> **EXERCISE DETAILS**
Within the lines below, find those that hold the string "trace" and copy each one.

DATA UNDER STUDY below:

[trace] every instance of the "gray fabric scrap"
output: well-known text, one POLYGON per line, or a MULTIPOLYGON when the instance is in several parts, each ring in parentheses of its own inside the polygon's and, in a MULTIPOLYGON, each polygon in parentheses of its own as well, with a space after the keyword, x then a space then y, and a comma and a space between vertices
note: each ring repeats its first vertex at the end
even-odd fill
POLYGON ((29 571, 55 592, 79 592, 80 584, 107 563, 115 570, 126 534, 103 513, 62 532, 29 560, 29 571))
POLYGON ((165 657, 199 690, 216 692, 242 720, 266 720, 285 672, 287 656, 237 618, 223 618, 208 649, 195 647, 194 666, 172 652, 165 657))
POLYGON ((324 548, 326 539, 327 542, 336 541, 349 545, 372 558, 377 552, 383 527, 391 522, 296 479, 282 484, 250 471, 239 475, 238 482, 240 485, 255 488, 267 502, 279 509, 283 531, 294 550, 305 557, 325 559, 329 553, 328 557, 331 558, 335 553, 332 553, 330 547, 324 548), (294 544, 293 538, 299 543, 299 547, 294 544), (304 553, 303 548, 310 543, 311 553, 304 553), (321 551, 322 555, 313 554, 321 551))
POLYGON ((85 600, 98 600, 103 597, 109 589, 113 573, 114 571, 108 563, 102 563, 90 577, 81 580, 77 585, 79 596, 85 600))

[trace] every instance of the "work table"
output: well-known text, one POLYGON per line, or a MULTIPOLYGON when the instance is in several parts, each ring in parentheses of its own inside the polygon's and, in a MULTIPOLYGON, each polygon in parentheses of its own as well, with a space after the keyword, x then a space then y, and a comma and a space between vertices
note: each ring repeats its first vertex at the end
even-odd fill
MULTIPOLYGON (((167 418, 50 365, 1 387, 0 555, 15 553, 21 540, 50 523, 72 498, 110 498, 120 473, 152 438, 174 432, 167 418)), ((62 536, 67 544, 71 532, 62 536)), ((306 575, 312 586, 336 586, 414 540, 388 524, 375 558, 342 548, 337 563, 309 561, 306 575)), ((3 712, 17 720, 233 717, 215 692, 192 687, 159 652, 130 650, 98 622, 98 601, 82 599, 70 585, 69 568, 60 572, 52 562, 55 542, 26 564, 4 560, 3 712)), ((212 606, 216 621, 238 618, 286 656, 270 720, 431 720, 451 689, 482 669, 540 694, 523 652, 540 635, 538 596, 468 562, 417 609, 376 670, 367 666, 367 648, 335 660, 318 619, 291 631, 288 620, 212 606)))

End of DATA UNDER STUDY.
DATA UNDER STUDY below:

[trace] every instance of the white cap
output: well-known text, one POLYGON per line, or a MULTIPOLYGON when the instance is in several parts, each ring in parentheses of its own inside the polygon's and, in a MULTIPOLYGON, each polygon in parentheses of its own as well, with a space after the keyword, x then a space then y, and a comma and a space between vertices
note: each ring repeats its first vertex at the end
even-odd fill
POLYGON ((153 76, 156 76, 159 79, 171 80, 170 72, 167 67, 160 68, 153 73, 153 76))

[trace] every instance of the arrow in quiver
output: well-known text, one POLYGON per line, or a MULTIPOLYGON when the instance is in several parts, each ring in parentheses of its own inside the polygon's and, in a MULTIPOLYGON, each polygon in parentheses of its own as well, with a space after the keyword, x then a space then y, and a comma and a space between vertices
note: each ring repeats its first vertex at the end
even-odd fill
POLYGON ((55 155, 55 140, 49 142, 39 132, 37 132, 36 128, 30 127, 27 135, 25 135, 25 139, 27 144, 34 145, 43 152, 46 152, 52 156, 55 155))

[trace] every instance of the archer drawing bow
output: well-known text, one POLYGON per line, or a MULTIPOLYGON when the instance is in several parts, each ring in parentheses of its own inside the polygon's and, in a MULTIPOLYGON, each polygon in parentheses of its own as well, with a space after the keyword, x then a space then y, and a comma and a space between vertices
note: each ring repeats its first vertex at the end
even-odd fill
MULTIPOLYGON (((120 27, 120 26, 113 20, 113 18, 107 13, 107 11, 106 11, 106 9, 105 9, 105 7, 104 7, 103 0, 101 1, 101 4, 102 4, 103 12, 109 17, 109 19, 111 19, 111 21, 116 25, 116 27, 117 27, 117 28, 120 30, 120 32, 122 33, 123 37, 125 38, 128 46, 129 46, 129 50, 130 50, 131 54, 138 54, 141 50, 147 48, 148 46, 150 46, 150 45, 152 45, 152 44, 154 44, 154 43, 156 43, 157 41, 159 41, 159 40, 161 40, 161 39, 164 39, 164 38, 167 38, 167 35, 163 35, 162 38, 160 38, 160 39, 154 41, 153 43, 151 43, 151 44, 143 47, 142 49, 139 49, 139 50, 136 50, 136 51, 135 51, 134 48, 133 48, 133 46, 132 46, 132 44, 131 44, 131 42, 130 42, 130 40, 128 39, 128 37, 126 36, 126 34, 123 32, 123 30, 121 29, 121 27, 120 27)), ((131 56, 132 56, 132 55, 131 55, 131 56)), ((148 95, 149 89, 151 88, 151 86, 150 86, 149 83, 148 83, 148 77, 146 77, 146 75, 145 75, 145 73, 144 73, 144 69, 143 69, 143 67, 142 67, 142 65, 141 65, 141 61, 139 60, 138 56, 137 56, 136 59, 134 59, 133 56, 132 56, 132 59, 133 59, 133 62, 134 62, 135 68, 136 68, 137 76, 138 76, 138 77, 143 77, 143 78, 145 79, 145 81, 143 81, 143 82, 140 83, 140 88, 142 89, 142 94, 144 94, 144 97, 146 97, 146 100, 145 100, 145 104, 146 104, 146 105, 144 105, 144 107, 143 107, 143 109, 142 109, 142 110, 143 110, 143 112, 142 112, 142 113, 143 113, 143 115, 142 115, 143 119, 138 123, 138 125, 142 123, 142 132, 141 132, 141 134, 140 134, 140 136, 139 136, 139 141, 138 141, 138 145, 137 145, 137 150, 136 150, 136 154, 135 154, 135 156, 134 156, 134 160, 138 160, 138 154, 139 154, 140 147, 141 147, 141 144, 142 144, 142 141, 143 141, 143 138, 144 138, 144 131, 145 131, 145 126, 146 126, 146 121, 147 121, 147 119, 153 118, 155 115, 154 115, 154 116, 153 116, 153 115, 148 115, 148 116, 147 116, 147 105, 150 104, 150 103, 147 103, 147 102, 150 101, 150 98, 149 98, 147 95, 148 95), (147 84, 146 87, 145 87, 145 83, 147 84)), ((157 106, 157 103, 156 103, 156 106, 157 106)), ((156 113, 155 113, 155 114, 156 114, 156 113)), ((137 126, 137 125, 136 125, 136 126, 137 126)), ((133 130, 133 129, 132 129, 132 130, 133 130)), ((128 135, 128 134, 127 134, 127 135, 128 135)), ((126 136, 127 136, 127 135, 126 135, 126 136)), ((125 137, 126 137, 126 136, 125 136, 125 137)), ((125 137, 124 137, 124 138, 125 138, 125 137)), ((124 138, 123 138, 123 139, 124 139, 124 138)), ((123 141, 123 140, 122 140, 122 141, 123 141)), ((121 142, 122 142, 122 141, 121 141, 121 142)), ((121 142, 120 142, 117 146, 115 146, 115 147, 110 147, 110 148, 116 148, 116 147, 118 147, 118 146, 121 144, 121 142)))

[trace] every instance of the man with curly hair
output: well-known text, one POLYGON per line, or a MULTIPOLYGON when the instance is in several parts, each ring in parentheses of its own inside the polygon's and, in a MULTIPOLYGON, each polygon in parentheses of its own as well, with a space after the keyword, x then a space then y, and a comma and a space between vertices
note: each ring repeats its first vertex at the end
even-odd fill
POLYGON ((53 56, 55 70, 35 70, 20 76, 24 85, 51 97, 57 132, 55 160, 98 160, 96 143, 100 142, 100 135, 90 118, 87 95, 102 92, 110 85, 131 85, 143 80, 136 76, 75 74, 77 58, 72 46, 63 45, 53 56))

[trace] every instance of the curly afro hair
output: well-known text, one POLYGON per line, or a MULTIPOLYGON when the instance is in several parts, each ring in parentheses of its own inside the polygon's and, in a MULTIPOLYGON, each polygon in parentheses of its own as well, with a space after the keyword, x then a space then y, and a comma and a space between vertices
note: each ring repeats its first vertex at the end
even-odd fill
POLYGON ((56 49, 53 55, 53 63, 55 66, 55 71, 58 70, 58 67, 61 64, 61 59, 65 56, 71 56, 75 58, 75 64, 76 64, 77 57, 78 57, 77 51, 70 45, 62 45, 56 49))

End of DATA UNDER STUDY.

> **RESPONSE AREA**
[trace] every instance of the "gray fabric scrap"
[trace] every instance of the "work table"
[trace] every instance of the white cap
[trace] every instance of the arrow in quiver
[trace] every instance of the archer drawing bow
[trace] every instance of the man with curly hair
[trace] every instance of the curly afro hair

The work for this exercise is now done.